- TEXT -
--- Begin ---
In a text message, Pigasse said there “is absolutely NO role of Mauricio Claver in our assignment.”
Colombian businessman Alex Saab, shown in 2023, was once a close associate of Maduro. (Leonardo Fernandez Viloria/Reuters)
A spokesman for Centerview said that neither Claver-Carone nor Bedoya were involved in the firm’s pitch for the Venezuela contract, which it won because of its “unique experience working on the largest sovereign-debt restructurings in the world” and “absence of any conflict of interest.”
Bedoya said she has met with Delcy Rodríguez every time she has traveled to Venezuela this year, including earlier this month when she went to Caracas to “handle the Alex Saab transfer.” Saab, a businessman who was once a close associate of Maduro, was turned over by the government in Caracas to face U.S. money-laundering charges.
Winding down and ramping up
In the months since Maduro’s removal, Venezuela’s interim president and her influential brother have grown increasingly uncomfortable with Claver-Carone’s role, according to four people familiar with their thinking.
Venezuelan government officials apparently felt pressured by Claver-Carone to hire Centerview, according to six people familiar with the discussions. Claver-Carone adamantly insisted, in The Post interview, that he only assured Rodríguez, when asked, that it was a reputable U.S. firm with significant experience in Latin America.
Calixto Ortega Sánchez, Venezuela’s sectoral vice president for the economy, said in an emailed statement that the government had “engaged with several leading financial advisory firms” for its debt restructuring process.
Centerview Partners, he said, “distinguished itself through its deep understanding of the situation, the long-standing relationship that its senior bankers have developed with us … its impeccable track-record and the thoughtfulness of its approach.”
--- End ---
- ROWS -
--- Begin ---
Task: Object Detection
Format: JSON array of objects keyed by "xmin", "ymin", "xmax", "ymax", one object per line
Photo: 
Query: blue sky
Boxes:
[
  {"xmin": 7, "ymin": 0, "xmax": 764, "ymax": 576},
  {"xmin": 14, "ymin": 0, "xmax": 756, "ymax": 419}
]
--- End ---
--- Begin ---
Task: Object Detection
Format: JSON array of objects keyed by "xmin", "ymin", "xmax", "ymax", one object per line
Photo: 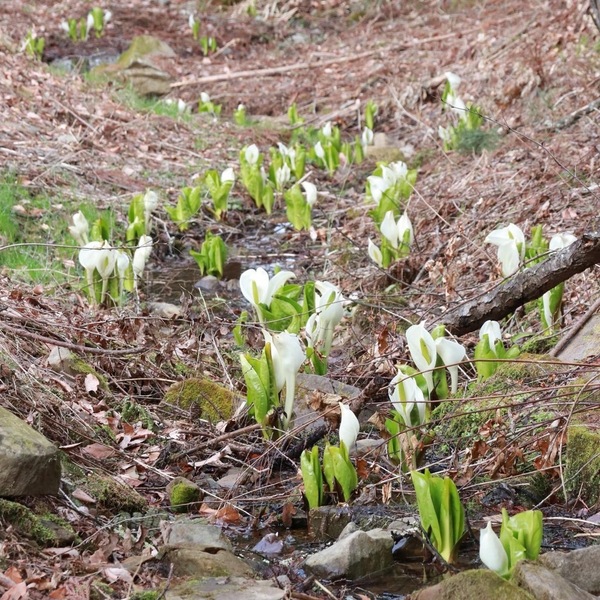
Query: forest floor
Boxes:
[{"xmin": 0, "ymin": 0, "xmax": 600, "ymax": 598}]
--- End ---
--- Begin ---
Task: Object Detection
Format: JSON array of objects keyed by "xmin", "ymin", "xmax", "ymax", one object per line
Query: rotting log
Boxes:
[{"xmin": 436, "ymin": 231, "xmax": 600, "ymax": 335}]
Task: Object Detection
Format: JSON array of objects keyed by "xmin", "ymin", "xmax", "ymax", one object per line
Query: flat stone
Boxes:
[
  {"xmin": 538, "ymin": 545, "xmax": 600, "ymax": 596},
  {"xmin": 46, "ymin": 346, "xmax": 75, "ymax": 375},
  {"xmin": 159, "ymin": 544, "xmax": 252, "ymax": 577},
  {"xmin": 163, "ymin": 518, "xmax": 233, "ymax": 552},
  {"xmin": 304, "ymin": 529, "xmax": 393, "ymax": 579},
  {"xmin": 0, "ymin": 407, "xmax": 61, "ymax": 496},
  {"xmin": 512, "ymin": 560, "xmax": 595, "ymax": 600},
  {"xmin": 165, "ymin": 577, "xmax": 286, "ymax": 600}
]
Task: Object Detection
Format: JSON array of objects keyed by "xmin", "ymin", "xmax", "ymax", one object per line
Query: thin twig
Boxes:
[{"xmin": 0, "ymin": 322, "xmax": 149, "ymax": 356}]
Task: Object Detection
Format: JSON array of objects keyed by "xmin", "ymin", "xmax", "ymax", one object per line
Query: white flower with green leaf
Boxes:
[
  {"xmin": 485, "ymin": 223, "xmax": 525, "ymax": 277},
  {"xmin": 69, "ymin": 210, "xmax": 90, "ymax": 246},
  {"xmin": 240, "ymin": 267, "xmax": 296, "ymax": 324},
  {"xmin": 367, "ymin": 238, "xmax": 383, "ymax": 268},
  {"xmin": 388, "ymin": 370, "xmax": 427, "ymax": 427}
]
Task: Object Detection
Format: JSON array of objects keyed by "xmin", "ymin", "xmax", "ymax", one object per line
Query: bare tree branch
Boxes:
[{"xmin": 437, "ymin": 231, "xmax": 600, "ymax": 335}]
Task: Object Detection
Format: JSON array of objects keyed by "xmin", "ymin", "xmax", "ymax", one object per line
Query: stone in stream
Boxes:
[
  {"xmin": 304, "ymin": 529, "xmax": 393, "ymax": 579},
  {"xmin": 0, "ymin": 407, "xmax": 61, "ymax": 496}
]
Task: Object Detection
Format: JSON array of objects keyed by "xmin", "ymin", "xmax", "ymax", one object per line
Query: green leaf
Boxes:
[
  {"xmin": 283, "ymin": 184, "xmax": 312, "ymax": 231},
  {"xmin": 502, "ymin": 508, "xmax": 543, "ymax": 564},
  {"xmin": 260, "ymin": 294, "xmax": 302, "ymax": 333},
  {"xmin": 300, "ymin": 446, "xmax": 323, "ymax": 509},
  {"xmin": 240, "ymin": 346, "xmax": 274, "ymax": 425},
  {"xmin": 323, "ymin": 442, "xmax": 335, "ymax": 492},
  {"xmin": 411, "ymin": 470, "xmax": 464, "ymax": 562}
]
--- End ---
- TASK BRIEF -
Write out the stretch of the Venezuela text from "Winding down and" through "debt restructuring process.", word for word.

- EXPECTED ANSWER -
Winding down and ramping up
In the months since Maduro’s removal, Venezuela’s interim president and her influential brother have grown increasingly uncomfortable with Claver-Carone’s role, according to four people familiar with their thinking.
Venezuelan government officials apparently felt pressured by Claver-Carone to hire Centerview, according to six people familiar with the discussions. Claver-Carone adamantly insisted, in The Post interview, that he only assured Rodríguez, when asked, that it was a reputable U.S. firm with significant experience in Latin America.
Calixto Ortega Sánchez, Venezuela’s sectoral vice president for the economy, said in an emailed statement that the government had “engaged with several leading financial advisory firms” for its debt restructuring process.